Kurze Aufgabe: Schreib den ganzen Textabschnitt über die Tagung zu Künstlerinnen Wort für Wort ab.

Neben den wichtigen Annäherungen in Form von Analysen einzelner Künstlerinnen möchte die Tagung sowohl bezüglich des Begriffs „Künstlerin“ ein breites Spektrum abbilden als auch Ausblicke in die Moderne zulassen. Dabei liegt auf der Kunst der Frühen Neuzeit ein Schwerpunkt. Genderwissenschaftliche Methodenreferate sind ebenso willkommen wie (Neu)-Definitionen von Begriffen sowie Referate zur Fach- und Wissenschaftsgeschichte bzw. zur Rolle der Künstlerinnen in der Ausstellungsgeschichte, im Herausbildungsprozess eines kunsthistorischen Kanons bzw. ihrer (vermeintlichen) Verortung innerhalb der Gattungshierarchie.

Datenauszug:
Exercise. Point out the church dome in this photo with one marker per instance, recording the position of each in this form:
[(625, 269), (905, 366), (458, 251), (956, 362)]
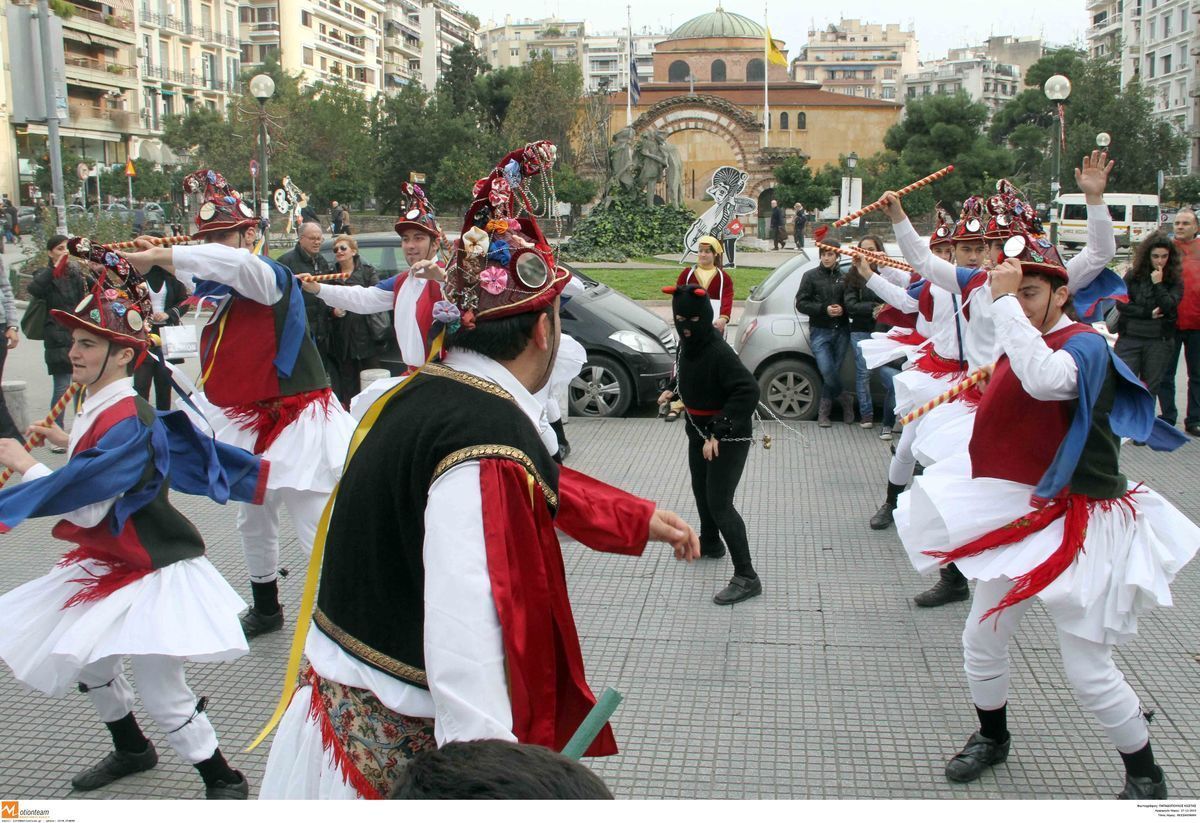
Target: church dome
[(719, 24)]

Lösung der Aufgabe:
Neben den wichtigen Annäherungen in Form von Analysen einzelner Künstlerinnen möchte die Tagung sowohl bezüglich des Begriffs „Künstlerin“ ein breites Spektrum abbilden als auch Ausblicke in die Moderne zulassen. Dabei liegt auf der Kunst der Frühen Neuzeit ein Schwerpunkt. Genderwissenschaftliche Methodenreferate sind ebenso willkommen wie (Neu)-Definitionen von Begriffen sowie Referate zur Fach- und Wissenschaftsgeschichte bzw. zur Rolle der Künstlerinnen in der Ausstellungsgeschichte, im Herausbildungsprozess eines kunsthistorischen Kanons bzw. ihrer (vermeintlichen) Verortung innerhalb der Gattungshierarchie.